» **OBJECTIVE**: Pull out the data lines between the line holding "If you could outline every instance of the <item>small" and the line holding "[[[708,440],[674,440],[670,470],[674,472],[674,496],[708,496]]]", inclusive, and repeat them unchanged.

» **SUPPLIED DATA**:
[Begin]
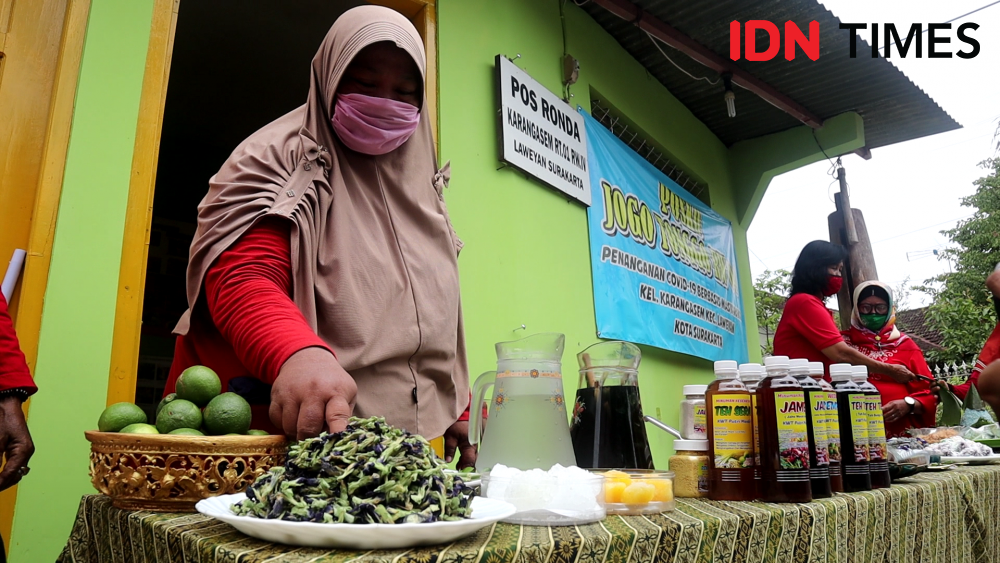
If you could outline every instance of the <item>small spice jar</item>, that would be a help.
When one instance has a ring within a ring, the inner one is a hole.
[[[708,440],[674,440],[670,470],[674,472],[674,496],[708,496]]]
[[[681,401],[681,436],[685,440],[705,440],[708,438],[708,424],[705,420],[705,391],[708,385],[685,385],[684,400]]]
[End]
[Begin]
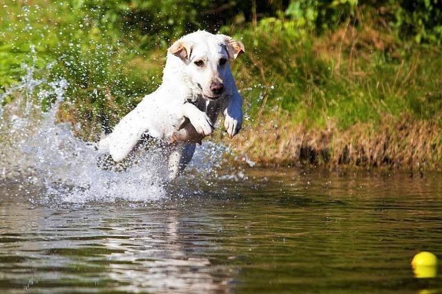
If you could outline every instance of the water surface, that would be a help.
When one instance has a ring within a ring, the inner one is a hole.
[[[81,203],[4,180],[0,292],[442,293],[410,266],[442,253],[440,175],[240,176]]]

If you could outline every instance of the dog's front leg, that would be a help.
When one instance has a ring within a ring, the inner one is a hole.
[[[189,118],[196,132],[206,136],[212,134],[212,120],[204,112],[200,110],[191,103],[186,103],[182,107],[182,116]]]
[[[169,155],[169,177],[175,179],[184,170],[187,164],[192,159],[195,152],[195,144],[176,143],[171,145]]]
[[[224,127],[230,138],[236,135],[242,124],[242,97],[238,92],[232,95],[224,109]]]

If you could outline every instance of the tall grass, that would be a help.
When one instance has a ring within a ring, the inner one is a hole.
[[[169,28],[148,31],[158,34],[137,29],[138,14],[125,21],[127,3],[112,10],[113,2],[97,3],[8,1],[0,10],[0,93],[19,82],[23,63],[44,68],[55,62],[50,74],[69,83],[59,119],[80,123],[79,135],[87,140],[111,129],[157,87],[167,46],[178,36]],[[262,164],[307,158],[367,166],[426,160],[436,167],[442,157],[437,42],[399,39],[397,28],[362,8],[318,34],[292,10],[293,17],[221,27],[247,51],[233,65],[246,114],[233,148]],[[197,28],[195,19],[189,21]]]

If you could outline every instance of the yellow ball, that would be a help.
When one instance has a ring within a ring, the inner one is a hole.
[End]
[Begin]
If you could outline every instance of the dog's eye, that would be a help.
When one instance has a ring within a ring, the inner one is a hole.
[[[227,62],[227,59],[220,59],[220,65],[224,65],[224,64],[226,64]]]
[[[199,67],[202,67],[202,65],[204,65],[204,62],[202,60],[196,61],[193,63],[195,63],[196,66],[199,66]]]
[End]
» **PROBLEM SOLUTION**:
If you could outline every instance of the <item>small spice jar</item>, that would be a help.
When one instance has a ring within a ring, the inner one is a hole.
[[[708,440],[674,440],[670,470],[674,472],[674,496],[708,496]]]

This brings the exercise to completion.